▸ **SELECTED TEXT**
>> Begin

Jimmy Davlouros is back at the helm of BenQ Canada after a brief stint running the North American operation as executive vice-president, based in Los Angeles.

Davlouros moved to the California area in April of this year to help the company achieve the type of brand awareness he created from the Canadian subsidiary.

However, according to Davlouros, BenQ Canada entered into a sales tailspin soon after his departure.

As a result BenQ Canada was forced to layoff nine employees from its Toronto headquarters. BenQ Canada had 27 employees earlier this year and is now down to 18. “It is unfortunate, but business is business,” Davlouros said.

As for his plans for building up the U.S. division, Davlouros said BenQ will be a major contender for market share in the U.S., but that it take more time to build those accounts and the brand.

“We cannot afford for (the Canadian) business to disappear and so the business model in the U.S. is going to take some time and I will be back in Canada,” he added.Davlouros said, BenQ Canada reported more than US$120 million in its first year of operations, which was last year.

>> End

▸ **PROVIDED MATERIAL**

>> Begin

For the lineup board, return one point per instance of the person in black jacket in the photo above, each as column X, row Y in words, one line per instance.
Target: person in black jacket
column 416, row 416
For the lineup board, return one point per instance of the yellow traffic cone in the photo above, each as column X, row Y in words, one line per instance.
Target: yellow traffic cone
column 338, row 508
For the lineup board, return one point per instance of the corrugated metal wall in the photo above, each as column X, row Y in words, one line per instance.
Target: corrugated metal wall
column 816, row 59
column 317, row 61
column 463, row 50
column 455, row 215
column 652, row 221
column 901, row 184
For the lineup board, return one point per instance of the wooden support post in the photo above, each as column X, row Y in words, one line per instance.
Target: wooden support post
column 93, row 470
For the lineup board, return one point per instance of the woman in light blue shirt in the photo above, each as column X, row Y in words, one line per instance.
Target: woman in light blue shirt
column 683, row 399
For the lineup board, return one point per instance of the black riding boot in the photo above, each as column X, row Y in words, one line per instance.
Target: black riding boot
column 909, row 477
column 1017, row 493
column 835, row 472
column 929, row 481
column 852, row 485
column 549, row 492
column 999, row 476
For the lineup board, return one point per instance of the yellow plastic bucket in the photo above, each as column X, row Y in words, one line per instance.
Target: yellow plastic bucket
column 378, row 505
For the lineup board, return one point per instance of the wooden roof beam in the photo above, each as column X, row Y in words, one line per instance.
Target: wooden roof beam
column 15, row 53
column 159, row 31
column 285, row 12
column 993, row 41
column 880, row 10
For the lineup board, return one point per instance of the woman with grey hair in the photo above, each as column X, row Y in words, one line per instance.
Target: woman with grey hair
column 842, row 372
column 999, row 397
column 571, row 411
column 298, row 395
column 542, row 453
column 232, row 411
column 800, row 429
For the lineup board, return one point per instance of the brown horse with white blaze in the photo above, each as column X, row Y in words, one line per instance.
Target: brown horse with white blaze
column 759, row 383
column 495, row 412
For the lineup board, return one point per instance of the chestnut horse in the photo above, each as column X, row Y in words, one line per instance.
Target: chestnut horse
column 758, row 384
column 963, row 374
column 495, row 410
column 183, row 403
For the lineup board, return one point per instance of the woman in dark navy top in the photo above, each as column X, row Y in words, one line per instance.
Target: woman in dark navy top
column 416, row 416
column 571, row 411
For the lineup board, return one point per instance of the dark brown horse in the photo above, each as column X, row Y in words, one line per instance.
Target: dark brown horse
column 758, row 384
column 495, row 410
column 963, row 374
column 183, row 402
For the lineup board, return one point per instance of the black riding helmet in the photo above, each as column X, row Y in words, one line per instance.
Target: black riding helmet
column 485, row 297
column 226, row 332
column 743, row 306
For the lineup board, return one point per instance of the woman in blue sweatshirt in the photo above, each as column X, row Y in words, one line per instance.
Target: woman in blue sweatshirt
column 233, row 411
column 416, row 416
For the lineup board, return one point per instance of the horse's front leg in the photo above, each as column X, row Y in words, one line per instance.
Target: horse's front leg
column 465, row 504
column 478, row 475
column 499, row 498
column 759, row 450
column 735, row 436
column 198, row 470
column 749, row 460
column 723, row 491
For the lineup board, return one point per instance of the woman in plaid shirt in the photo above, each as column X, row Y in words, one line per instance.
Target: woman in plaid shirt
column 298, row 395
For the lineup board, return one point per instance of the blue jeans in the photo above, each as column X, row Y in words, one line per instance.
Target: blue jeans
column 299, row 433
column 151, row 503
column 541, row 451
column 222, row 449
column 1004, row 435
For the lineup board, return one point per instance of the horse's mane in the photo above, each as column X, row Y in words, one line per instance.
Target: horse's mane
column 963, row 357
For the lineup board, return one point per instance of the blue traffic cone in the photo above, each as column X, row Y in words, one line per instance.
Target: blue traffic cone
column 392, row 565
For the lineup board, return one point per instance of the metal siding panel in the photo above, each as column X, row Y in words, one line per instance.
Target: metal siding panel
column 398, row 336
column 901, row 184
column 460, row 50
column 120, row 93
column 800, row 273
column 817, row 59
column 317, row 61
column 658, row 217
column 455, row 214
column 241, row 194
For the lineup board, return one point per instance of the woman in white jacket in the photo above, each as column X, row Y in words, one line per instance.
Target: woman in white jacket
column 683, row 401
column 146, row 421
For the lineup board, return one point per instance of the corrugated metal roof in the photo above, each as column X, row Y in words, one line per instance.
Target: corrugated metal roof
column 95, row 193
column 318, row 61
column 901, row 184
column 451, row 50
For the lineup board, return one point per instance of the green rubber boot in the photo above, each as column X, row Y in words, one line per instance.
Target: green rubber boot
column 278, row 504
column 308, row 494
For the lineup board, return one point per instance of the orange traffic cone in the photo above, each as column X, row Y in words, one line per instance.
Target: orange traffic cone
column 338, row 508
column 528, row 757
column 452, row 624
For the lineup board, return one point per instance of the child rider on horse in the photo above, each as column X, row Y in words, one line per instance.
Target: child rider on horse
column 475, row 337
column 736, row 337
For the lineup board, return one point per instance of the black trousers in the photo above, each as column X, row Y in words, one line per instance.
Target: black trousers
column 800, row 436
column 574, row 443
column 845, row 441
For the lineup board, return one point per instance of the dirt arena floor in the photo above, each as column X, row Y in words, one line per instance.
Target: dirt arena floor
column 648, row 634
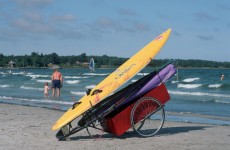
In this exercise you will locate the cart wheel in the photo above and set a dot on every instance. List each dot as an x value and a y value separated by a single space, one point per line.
95 130
147 116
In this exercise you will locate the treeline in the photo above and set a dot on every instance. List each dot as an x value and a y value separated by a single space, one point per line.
41 60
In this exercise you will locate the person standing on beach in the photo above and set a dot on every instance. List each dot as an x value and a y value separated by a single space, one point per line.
56 83
46 89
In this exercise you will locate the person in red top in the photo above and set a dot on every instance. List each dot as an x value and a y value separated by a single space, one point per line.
56 83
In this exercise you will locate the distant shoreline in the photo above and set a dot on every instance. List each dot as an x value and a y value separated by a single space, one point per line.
77 67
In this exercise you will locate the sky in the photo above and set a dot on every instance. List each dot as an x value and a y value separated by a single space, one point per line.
200 28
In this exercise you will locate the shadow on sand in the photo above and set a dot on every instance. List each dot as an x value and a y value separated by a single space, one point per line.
132 134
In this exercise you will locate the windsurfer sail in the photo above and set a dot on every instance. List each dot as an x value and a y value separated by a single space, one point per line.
91 65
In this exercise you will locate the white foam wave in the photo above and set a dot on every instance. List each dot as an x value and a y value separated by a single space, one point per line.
72 81
43 81
90 86
214 85
191 79
199 94
30 88
74 77
4 86
221 101
189 86
78 93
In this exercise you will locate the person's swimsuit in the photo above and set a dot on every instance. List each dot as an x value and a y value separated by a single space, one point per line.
56 83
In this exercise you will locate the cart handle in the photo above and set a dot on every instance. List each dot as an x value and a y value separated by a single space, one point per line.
75 104
96 92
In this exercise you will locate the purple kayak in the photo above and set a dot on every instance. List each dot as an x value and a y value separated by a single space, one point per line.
162 76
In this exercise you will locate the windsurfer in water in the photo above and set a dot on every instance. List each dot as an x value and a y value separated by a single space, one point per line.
56 83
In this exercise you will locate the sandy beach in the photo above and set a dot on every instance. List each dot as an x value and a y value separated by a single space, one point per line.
25 127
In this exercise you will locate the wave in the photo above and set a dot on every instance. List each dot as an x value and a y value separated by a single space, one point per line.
74 77
221 101
191 79
189 86
5 86
214 85
72 81
31 88
34 76
43 81
173 82
78 93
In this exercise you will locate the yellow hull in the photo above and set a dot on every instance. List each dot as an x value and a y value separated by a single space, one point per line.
122 74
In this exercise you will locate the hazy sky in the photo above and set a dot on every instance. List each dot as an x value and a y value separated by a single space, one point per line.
200 28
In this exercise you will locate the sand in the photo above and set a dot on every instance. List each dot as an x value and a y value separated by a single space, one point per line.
24 127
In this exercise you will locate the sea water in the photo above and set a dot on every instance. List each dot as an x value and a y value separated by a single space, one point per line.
192 91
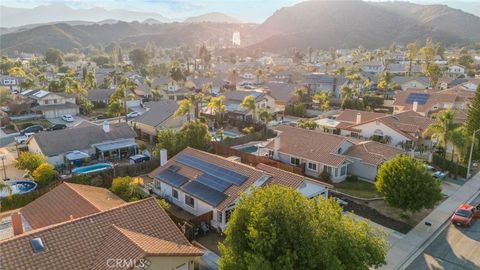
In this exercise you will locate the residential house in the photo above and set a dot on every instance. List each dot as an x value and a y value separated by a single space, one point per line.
411 82
107 142
373 67
318 82
129 236
282 92
233 99
12 83
206 184
401 129
426 102
100 97
52 105
456 70
321 152
158 115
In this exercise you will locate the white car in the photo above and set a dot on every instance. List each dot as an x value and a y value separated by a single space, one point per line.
133 114
68 118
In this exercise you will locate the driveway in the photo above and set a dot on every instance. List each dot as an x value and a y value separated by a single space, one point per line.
454 248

>> End

▸ **REQUESTS**
1: Using the BenQ Canada article, answer these:
(a) In what city was Davlouros based while he ran the North American operation?
(b) In what month did he move to the California area?
(c) How many employees were laid off from the Toronto headquarters?
2: List every staff number the BenQ Canada article gives for the company's Canadian employees, with what each one refers to.

▸ **RESULTS IN ORDER**
1:
(a) Los Angeles
(b) April
(c) Nine

2:
- 27: employees BenQ Canada had earlier this year
- 9: employees laid off from the Toronto headquarters
- 18: employees it has now